## GIVEN RECORDS
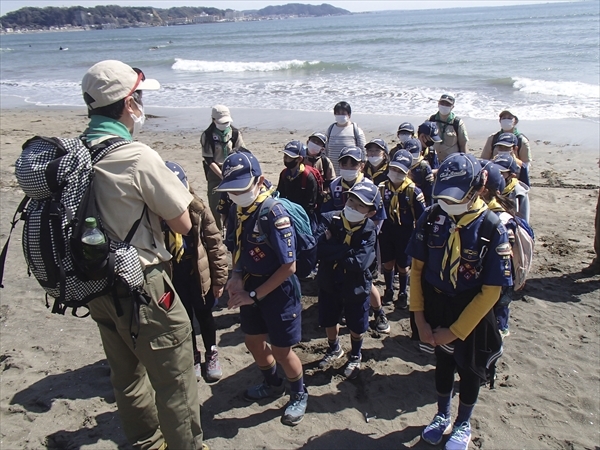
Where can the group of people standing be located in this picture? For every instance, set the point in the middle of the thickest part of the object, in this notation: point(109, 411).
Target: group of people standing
point(426, 204)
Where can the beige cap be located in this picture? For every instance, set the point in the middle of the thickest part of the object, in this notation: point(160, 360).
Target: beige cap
point(109, 81)
point(221, 114)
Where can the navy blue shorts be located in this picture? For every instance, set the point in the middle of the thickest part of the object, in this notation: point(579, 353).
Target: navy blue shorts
point(356, 313)
point(279, 314)
point(393, 241)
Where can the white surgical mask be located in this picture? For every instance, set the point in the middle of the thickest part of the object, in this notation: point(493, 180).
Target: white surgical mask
point(222, 126)
point(454, 209)
point(314, 149)
point(341, 119)
point(507, 124)
point(403, 137)
point(396, 177)
point(353, 215)
point(138, 122)
point(375, 160)
point(349, 174)
point(444, 110)
point(244, 200)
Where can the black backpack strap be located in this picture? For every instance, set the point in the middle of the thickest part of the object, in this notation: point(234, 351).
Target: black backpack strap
point(13, 224)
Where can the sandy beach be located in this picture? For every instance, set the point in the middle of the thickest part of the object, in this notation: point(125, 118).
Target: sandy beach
point(55, 391)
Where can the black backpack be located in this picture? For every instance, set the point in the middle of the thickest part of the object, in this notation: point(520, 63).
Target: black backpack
point(57, 177)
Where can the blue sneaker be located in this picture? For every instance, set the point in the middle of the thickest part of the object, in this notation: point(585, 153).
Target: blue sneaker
point(460, 437)
point(264, 390)
point(434, 432)
point(295, 409)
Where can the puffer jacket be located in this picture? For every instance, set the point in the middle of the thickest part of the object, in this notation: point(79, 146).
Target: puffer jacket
point(211, 267)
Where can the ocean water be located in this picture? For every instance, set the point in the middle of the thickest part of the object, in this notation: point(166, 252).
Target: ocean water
point(541, 60)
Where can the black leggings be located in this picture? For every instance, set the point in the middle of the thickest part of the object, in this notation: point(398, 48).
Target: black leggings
point(444, 378)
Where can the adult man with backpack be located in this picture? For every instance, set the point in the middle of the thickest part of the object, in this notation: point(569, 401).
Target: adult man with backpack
point(148, 346)
point(218, 141)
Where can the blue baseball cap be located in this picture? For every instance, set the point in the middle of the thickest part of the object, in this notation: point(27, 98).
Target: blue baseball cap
point(506, 162)
point(507, 140)
point(495, 181)
point(295, 149)
point(414, 147)
point(456, 177)
point(430, 129)
point(352, 152)
point(402, 160)
point(407, 127)
point(367, 193)
point(379, 143)
point(239, 171)
point(178, 170)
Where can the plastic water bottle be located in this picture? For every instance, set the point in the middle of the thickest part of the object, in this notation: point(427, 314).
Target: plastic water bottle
point(93, 241)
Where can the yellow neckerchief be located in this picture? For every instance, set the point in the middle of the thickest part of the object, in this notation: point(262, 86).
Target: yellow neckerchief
point(510, 186)
point(495, 206)
point(293, 177)
point(243, 214)
point(395, 203)
point(373, 175)
point(350, 230)
point(176, 245)
point(346, 186)
point(453, 246)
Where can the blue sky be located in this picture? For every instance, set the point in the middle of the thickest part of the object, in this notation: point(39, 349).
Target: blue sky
point(351, 5)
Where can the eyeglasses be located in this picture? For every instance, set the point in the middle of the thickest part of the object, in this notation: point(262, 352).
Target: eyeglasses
point(141, 77)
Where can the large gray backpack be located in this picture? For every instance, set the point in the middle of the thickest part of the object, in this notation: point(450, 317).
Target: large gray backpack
point(57, 176)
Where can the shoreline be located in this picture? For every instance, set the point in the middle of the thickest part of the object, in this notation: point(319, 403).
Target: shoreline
point(583, 134)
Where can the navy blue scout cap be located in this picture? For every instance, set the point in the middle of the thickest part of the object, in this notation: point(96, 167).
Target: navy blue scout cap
point(319, 136)
point(430, 129)
point(495, 181)
point(406, 126)
point(378, 143)
point(295, 149)
point(402, 160)
point(367, 193)
point(239, 171)
point(178, 170)
point(456, 177)
point(507, 140)
point(414, 147)
point(506, 162)
point(352, 152)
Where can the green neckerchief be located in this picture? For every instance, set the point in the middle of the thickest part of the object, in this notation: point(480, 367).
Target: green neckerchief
point(101, 126)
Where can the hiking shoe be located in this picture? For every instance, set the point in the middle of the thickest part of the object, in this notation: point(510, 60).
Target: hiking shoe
point(382, 324)
point(434, 432)
point(295, 409)
point(264, 390)
point(330, 357)
point(388, 297)
point(353, 367)
point(402, 301)
point(460, 437)
point(213, 366)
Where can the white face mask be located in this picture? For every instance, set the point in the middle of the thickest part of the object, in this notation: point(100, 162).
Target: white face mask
point(138, 122)
point(396, 177)
point(341, 119)
point(507, 124)
point(453, 209)
point(222, 126)
point(375, 160)
point(403, 137)
point(314, 149)
point(349, 174)
point(353, 215)
point(244, 200)
point(444, 110)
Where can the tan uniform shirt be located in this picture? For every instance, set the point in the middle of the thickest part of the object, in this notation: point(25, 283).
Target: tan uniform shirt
point(126, 179)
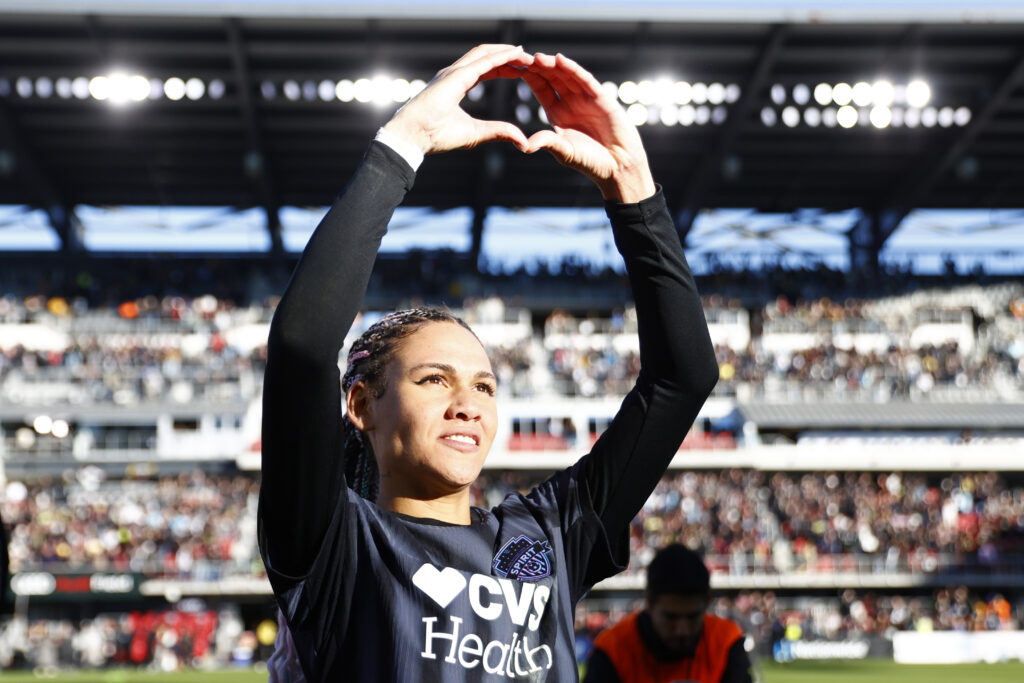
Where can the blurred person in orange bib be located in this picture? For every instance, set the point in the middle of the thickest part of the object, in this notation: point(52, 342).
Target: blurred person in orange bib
point(672, 639)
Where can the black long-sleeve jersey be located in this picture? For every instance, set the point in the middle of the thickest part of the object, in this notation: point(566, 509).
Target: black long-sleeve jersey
point(372, 595)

## TASK DETAILS
What you return must match the material above exactly, minus its pictures.

## PROBLEM SOLUTION
Where can the group of people standing be located in this picture? For every instance, set the point in the middle of the thickest part of the object, in this notation: point(109, 411).
Target: group of people standing
point(426, 204)
Where can the beige cap be located in this picture? For every instance, set the point in the middle of the thickest part of the object, in this notation: point(160, 360).
Target: beige cap
point(109, 81)
point(221, 114)
Where can the navy blue shorts be located in this picture? For every instance, set the point in the middle of the thickest part of the object, in this notation: point(579, 353).
Target: navy blue shorts
point(356, 313)
point(279, 314)
point(393, 241)
Where can the white surgical mask be located in this picture? For every instance, set the point in the middle of the thickest part of the object, in this notation: point(493, 180).
Target: white surgical mask
point(222, 126)
point(454, 209)
point(314, 149)
point(341, 119)
point(507, 124)
point(403, 137)
point(396, 177)
point(353, 215)
point(138, 122)
point(375, 160)
point(349, 174)
point(444, 110)
point(244, 200)
Where can the black backpack strap be located in this picture? For every instance, set the point in the middle of the thickest part of the object, in this notation: point(234, 351).
Target: black backpack strap
point(13, 224)
Where can the sandy beach be located in this picture? For every instance, set the point in the middle of the thickest part of the object, in this notation: point(125, 118).
Target: sandy beach
point(55, 391)
Where can the black backpack be located in this picture? For every instance, set the point in the middle of the thickest part of the object, in this notation: point(520, 63).
Target: black backpack
point(57, 177)
Where can the blue sneaker be located in this picture? For every instance, set the point in the middle of the thickest part of the object, in this notation: point(585, 153).
Target: blue sneaker
point(460, 437)
point(264, 390)
point(434, 432)
point(295, 409)
Where can the puffer jacket be located in this picture? For every instance, set the point in the middle of the thickest part of the object, in this notation: point(79, 146).
Target: puffer jacket
point(211, 267)
Where can the ocean water be located in this picture? For every instance, set the point in the middle of the thickest part of the object, in this notation: point(166, 252).
Target: ocean water
point(541, 60)
Where can the black leggings be located in this picture? For every instance, set the point in the middle of the thickest part of the object, in this notation: point(398, 48).
Target: black leggings
point(444, 378)
Where can the adult man with backpack be located in this picture? For every instance, set the point in the middle of the thickest part of the object, in this notation: point(569, 401).
Target: adult man with backpack
point(148, 346)
point(218, 141)
Where can the blue baseball cap be located in this picture? For every instance, set the point in the middle of the thickest part of the object, in this notation: point(27, 98).
Target: blue baseball cap
point(506, 162)
point(507, 140)
point(495, 181)
point(295, 149)
point(414, 147)
point(456, 177)
point(430, 129)
point(352, 152)
point(402, 160)
point(407, 127)
point(367, 193)
point(379, 143)
point(239, 171)
point(178, 170)
Where can the plastic water bottle be located in this picture? For every instance, set the point in the middle of the thickest part of the object, in this notation: point(427, 314).
Target: plastic water bottle
point(93, 241)
Where can the yellow neckerchief be located in this picture? For every instance, set the point in the middle of the thickest part of the object, in this notation: point(262, 86).
Target: yellow neckerchief
point(510, 186)
point(495, 206)
point(293, 177)
point(243, 214)
point(395, 203)
point(373, 175)
point(350, 230)
point(176, 245)
point(346, 186)
point(453, 246)
Where can the blue sky be located in this picture? For every instance, set the point in the middle of the thickest part of the object, in this notation: point(39, 349).
Target: blue sky
point(351, 5)
Where can the eyeglasses be located in this picture? For every instance, set the point in the middle of the thickest part of the object, in this notation: point(262, 352).
Target: eyeglasses
point(141, 77)
Where can the large gray backpack be located in this picture? For every instance, set the point in the middle of the thickest part of the object, in this notation: point(450, 317).
Target: large gray backpack
point(57, 176)
Where can the shoreline be located in this picture? For every instance, set the point in the middle of the thickest part of the object, in this notation: point(319, 403).
Target: shoreline
point(583, 134)
Where can the navy blue scout cap be located in this picture? For every instance, set the point in the middle of the thickest part of the object, in this notation: point(96, 167).
Target: navy blue scout cap
point(319, 136)
point(430, 129)
point(495, 181)
point(406, 126)
point(378, 143)
point(295, 149)
point(402, 160)
point(367, 193)
point(239, 171)
point(178, 170)
point(456, 177)
point(507, 140)
point(414, 147)
point(506, 162)
point(352, 152)
Where can the green neckerchief be located in this picture? For every instance, set the point in the middle of the thickest part of the object, in this notation: point(480, 367).
Target: green neckerchief
point(101, 126)
Where can the hiking shoe be located in this picture? For every instance, set the point in the middle of the thickest part of the object, in this notation: point(510, 60).
Target: hiking shoe
point(382, 324)
point(434, 432)
point(295, 409)
point(264, 390)
point(330, 357)
point(388, 297)
point(353, 367)
point(402, 301)
point(460, 437)
point(213, 366)
Where can the white face mask be located in this picture? For every instance, set the point in the middle of the thickest part of the object, in this notation: point(100, 162).
Target: white face mask
point(138, 122)
point(396, 177)
point(341, 119)
point(507, 124)
point(453, 209)
point(222, 126)
point(375, 160)
point(403, 137)
point(314, 149)
point(349, 174)
point(353, 215)
point(244, 200)
point(444, 110)
Where can the tan uniform shirt be located in this picture? For every instance, set the point in the middle of the thickest part of the object, in this notation: point(25, 283).
Target: tan uniform shirt
point(126, 179)
Where can the blurred person in orange bib be located in this picture? For every instance, set the point in the middle of the thickest part of the object, in this notation: point(52, 342).
Target: blurred person in orange bib
point(672, 639)
Where can the black long-sleeve jersey be located in this picture? For every instance, set the point in the middle of the thickest part of the object, in this notation: point(566, 509).
Target: black long-sleeve jersey
point(372, 595)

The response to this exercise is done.